Physical characteristics
- Source: Confluence of the Necaxa and Apulco Rivers
- • location: Espinal, Veracruz, Mexico
- • coordinates: 20°14′31″N 97°26′20″W﻿ / ﻿20.242°N 97.439°W
- Mouth: Gulf of Mexico
- • location: Tecolutla, Veracruz, Mexico
- • coordinates: 20°28′30″N 97°00′00″W﻿ / ﻿20.475°N 97.000°W
- Length: 375 km (233 mi)
- Basin size: 7,903 km^{2} (3,051 sq mi)

= Tecolutla River =

The Tecolutla River is a river in the state of Veracruz in Mexico, and the main drainage of the historical and cultural region of Totonacapan. It is principally fed by four rivers that rise in the Sierra Norte de Puebla: from north to south, they are the Necaxa, the Lajajalpan (or Laxaxalpan), the Tecuantepec and the Apulco. These rivers converge in the municipality of Espinal, Veracruz, and from here the Tecolutla flows about 100 km east through the coastal plain and the municipalities of Papantla and Gutiérrez Zamora to its mouth at the town of Tecolutla on the Gulf of Mexico, On its south bank the Tecolutla receives the Joloapan River near Paso del Correo, and the Chichicatzapan River via the Ostiones estuary near its mouth.

The furthest source of the Tecolutla is the Arroyo Zapata, located 20 km north of Huamantla, Tlaxcala at an elevation of 3500 m. This arroyo flows into the Coyuca River, which in turn drains into the Apulco. The total length of the river measured from this source is 375 km. The watershed drained by the Tecolutla covers an area of 7903 km2 and has a mean natural surface runoff of 6098 hm3 per year.

The first important hydroelectric facilities in Mexico were built in the Tecolutla watershed on the Necaxa River. Nevertheless, the Tecolutla is considered one of the most well-preserved rivers in the state of Veracruz and its floodplains are agriculturally productive. Vanilla may have been first cultivated by the Totonac in this area and has been an important part of their culture for centuries. In general, the Tecolutla River Basin provided a strong foundation for the development of a relatively prosperous indigenous agriculture environment. This was because of a variety of factors such as its year long warm temperature, strong winds, and its rainfall patterns that allow for two crops of maize a year to be obtained without the assistance of irrigation.

**INFORMATION SHOWN:**

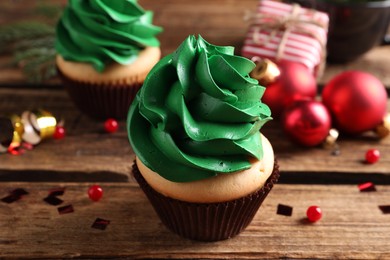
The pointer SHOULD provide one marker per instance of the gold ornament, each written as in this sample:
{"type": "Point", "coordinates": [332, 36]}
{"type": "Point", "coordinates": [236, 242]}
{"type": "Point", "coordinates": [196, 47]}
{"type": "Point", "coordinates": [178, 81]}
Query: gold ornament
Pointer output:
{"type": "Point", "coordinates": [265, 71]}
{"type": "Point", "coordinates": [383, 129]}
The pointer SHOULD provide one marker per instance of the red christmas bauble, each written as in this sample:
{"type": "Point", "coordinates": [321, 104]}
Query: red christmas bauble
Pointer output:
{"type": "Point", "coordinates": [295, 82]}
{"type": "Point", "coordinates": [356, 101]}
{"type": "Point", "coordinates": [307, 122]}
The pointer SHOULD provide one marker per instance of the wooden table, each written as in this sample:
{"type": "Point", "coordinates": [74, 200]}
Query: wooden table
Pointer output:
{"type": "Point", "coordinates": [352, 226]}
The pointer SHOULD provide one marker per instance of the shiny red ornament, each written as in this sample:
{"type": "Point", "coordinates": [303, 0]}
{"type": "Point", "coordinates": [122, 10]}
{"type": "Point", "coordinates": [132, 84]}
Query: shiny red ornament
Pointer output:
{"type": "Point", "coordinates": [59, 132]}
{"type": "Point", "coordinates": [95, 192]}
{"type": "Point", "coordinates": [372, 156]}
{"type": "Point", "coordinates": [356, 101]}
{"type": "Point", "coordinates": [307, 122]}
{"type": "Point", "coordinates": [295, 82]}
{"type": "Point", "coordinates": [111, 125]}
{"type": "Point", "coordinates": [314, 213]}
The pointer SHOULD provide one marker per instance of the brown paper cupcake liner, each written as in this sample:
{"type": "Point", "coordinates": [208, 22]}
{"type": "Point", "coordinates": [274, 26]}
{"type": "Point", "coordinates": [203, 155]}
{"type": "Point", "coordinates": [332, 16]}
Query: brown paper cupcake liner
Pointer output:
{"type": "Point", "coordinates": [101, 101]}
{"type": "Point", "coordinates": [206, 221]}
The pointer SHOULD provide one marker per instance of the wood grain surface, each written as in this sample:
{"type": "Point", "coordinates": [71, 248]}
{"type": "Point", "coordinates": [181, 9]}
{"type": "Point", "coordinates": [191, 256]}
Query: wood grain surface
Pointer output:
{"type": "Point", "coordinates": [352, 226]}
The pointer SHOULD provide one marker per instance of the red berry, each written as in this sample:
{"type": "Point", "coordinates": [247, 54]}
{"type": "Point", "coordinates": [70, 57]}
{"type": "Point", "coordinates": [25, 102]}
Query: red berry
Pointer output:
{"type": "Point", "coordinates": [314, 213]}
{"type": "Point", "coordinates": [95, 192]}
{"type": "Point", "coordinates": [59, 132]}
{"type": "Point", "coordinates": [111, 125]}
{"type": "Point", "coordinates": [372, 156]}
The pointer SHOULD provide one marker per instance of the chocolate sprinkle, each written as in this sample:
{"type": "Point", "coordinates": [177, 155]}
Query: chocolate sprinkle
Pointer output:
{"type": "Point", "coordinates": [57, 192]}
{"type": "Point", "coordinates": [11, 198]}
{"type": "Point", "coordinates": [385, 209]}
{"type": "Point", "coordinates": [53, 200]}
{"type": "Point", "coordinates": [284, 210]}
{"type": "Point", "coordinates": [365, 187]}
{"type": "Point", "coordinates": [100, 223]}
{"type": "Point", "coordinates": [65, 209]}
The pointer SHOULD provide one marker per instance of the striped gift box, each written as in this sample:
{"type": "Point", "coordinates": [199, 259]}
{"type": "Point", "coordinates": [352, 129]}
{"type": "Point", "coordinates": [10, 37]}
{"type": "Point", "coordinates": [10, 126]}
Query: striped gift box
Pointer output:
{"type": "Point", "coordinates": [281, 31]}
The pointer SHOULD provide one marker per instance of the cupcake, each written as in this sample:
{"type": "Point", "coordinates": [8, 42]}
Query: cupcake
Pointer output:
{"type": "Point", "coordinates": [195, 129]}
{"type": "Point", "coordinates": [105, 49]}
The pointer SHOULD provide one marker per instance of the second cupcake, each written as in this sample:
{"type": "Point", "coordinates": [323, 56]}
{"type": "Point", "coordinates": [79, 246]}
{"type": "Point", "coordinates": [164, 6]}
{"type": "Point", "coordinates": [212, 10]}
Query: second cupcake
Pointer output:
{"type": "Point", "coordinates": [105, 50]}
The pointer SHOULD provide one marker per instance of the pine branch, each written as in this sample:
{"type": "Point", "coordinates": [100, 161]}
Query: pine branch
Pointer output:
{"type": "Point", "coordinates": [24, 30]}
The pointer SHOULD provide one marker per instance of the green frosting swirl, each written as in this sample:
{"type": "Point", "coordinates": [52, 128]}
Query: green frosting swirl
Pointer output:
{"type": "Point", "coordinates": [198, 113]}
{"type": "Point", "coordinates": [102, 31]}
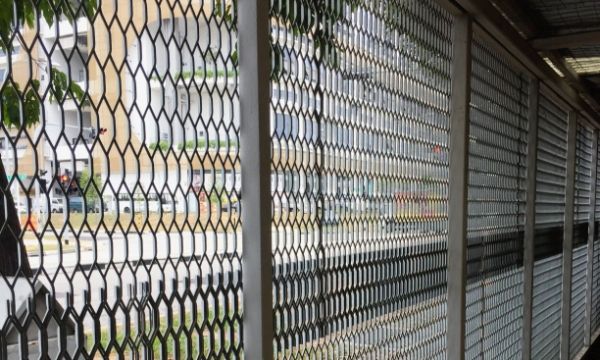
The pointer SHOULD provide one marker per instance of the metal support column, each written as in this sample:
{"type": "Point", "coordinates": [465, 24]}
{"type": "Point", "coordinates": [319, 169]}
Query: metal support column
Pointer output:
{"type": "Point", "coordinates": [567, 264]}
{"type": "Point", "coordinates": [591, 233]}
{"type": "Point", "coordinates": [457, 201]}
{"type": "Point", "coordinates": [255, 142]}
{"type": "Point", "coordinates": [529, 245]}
==
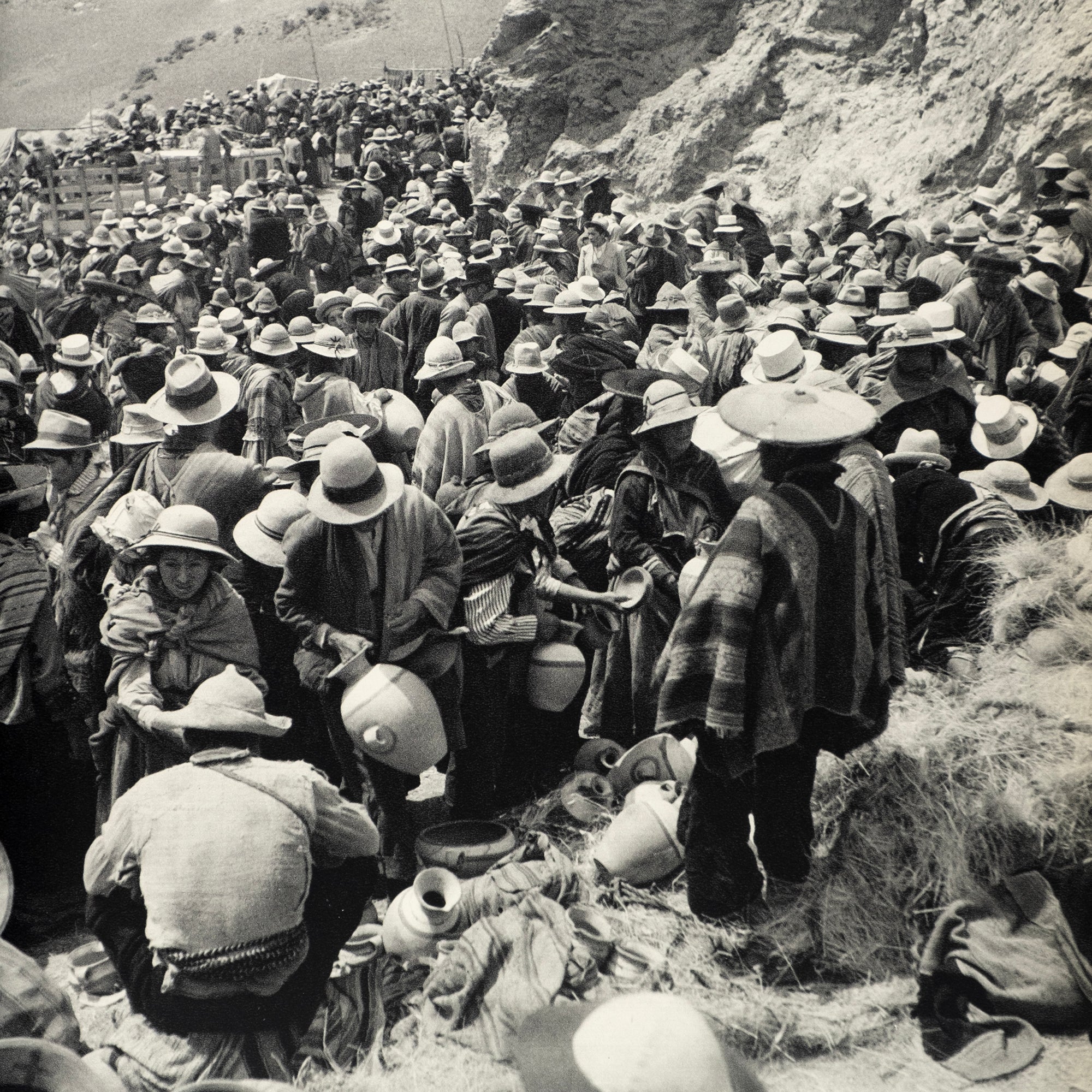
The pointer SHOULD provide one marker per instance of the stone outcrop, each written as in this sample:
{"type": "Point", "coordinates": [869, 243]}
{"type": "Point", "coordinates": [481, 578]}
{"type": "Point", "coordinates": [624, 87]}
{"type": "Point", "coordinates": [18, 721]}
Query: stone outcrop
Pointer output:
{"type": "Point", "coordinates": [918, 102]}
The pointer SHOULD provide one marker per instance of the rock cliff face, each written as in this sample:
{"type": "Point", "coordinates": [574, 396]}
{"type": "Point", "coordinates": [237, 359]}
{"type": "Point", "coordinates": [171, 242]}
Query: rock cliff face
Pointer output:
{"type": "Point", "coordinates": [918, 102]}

**INSTRUCTIONS FOR THE TASK:** Retype the portion of the Tecolutla River text that begins with the words "Physical characteristics" and ends after the words "(3,051 sq mi)".

**RESPONSE:**
Physical characteristics
- Source: Confluence of the Necaxa and Apulco Rivers
- • location: Espinal, Veracruz, Mexico
- • coordinates: 20°14′31″N 97°26′20″W﻿ / ﻿20.242°N 97.439°W
- Mouth: Gulf of Mexico
- • location: Tecolutla, Veracruz, Mexico
- • coordinates: 20°28′30″N 97°00′00″W﻿ / ﻿20.475°N 97.000°W
- Length: 375 km (233 mi)
- Basin size: 7,903 km^{2} (3,051 sq mi)